* DOCUMENT TEXT
^^^^^^^^^^^^^^^^

Everything is on paper (or on the whiteboard) and will be done as projected. But it probably won’t be article, then cheat sheets, and so on. It will be working on multiple projects at the same time.
Before you start setting priorities, it’s important to look at the big FOUR DIMENSIONAL picture.
You MUST step out into the near and further future to identify the things you want to accomplish, experience and do in the coming weeks, months or years, and then return to 2014.
You’re going to take these bigger outcomes and break them down into logical sequences to acquire what you desire. From these smaller outcomes, it becomes more clear what needs to be done each day and how to prioritize.
Your Life Time
I have a belief.
Social security (retirement pensions that you don’t control, etc.) eventually won’t “be there” for you or anyone else. If “they are” then it will be in a limited fashion. It’s just math.
I wish for plenty of life experiences…but I believe math.
Whether you are 20, 30, 40, 50, 60, 70 makes no difference. You plan for all of the years that are left.
For intelligent humans life must be driven by the 4D life. Each day you are going to be alive between now and your final day needs to be important. If you put too much weight on any set of days (near or far) then your life is going to be a lot less pleasant than you desire.
If you don’t have a long-term plan, how do you decide what to do each day? It’s tough to determine what to do.
Then you procrastinate.
With a well-defined life time it becomes easy to see what needs to be done first and second and third.
Starting with long-term possible futures is especially important if you’re focusing on areas of your life such as business and finance. In these areas, long-term outcomes are essential.
You may be saving up for a major purchase, building credit to buy a house, developing a new product to launch, etc. In order to do these things, you need a well defined time line. This is also indispensable with personal development goals such as weight loss.

^^^^^^^^^^^^^^^^

* TASK BRIEF
List every example the text on long-term planning above gives of a goal that needs a well-defined time line.

^^^^^^^^^^^^^^^^

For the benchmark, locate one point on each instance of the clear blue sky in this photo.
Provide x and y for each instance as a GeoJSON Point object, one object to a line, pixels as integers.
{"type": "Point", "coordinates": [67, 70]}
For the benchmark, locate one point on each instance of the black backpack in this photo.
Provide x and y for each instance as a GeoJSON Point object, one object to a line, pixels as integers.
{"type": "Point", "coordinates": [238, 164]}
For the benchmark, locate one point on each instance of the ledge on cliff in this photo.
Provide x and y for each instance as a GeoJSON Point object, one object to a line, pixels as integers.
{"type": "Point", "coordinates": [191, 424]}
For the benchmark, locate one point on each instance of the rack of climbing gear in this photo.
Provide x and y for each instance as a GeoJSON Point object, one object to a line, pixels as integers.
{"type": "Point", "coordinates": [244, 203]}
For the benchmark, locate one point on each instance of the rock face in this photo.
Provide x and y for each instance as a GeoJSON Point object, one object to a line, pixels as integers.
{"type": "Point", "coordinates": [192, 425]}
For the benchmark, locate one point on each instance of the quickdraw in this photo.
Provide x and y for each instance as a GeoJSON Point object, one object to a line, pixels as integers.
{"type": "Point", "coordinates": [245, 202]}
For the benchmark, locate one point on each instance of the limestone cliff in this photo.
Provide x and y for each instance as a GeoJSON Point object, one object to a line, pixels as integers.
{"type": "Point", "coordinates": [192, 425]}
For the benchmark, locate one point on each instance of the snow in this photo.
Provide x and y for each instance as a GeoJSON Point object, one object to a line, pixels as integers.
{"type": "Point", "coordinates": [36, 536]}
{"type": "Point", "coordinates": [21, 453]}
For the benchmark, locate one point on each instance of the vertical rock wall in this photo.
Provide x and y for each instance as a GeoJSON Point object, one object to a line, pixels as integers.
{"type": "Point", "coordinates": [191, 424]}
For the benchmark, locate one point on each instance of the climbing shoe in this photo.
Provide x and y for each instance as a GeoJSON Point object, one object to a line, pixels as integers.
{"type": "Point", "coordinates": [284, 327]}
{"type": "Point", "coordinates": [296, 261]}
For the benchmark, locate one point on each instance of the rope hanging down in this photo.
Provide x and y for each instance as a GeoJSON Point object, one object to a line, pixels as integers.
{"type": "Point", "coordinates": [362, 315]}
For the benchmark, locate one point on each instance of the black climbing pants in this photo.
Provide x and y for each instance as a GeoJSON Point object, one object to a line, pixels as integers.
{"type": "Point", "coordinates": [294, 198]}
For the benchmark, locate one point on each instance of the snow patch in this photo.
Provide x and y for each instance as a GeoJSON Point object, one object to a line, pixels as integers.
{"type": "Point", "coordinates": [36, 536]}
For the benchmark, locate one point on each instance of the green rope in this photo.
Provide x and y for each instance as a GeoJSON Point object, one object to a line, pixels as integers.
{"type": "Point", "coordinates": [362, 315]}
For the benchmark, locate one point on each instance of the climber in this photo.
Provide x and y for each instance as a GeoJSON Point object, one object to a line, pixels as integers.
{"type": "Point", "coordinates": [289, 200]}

^^^^^^^^^^^^^^^^

* FULL OUTPUT
- Saving up for a major purchase
- Building credit to buy a house
- Developing a new product to launch
- Weight loss